#### [Entries provided]
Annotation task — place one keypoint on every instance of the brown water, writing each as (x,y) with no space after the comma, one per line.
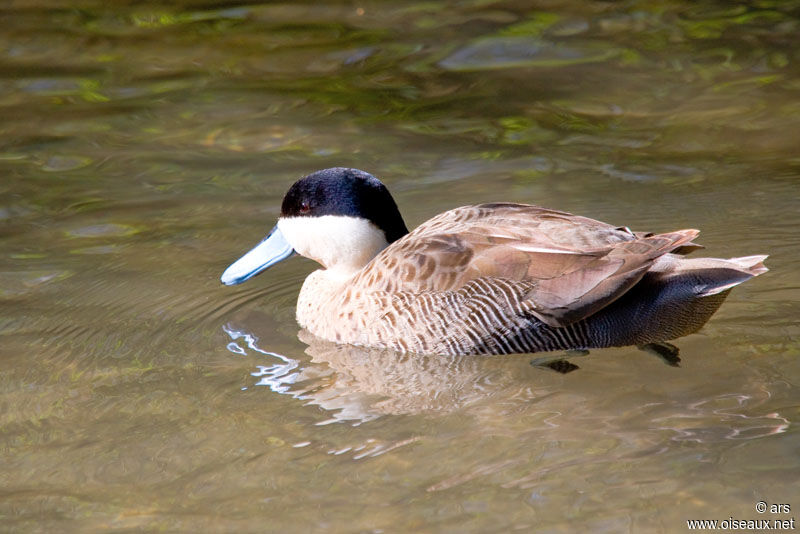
(143,148)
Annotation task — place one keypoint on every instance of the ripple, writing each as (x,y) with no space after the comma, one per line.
(510,52)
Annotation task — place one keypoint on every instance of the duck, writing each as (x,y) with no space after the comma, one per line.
(492,278)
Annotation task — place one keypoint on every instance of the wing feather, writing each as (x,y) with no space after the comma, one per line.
(572,266)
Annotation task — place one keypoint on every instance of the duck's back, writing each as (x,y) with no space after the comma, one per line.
(505,278)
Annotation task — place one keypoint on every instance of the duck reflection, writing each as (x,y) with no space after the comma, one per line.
(358,384)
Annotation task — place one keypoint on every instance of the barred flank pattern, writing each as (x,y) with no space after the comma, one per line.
(510,278)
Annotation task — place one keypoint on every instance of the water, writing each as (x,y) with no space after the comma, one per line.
(144,147)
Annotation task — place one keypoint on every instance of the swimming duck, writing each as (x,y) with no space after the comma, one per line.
(493,278)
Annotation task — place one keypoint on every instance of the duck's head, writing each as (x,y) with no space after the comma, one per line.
(340,218)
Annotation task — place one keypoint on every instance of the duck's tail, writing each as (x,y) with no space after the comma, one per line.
(712,276)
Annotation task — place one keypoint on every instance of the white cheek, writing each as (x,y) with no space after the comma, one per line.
(334,241)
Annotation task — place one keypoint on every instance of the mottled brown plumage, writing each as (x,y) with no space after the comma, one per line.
(503,278)
(493,278)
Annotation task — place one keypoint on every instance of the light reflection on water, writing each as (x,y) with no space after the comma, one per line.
(144,147)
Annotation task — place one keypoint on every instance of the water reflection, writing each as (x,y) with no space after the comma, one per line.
(355,385)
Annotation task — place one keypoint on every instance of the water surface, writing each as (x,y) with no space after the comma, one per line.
(143,147)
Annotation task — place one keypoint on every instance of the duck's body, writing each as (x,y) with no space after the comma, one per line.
(486,279)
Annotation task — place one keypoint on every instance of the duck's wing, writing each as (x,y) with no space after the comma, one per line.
(568,266)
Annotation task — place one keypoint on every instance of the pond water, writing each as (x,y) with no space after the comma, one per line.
(144,147)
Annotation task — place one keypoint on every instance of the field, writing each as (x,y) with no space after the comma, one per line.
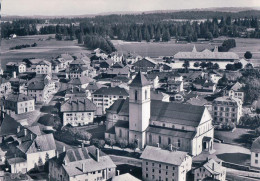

#### [Exercise directions]
Word for word, retype the lines from the one with "duck's wing, writing" through the final line of the data, both included. No pictures belong in the copy.

#### [Task response]
Annotation task — place one keypoint on every instance of the duck's wing, writing each as (x,y) with no space after the comma, one per line.
(568,266)
Annotation task — place one keypoint on every instance of the pond water, writing each as (x,y) with no space after the comma, one per line.
(144,147)
Annotation task — place one keypoint on every instance of the field, writing each as (x,y) with no space after the comma, one per line.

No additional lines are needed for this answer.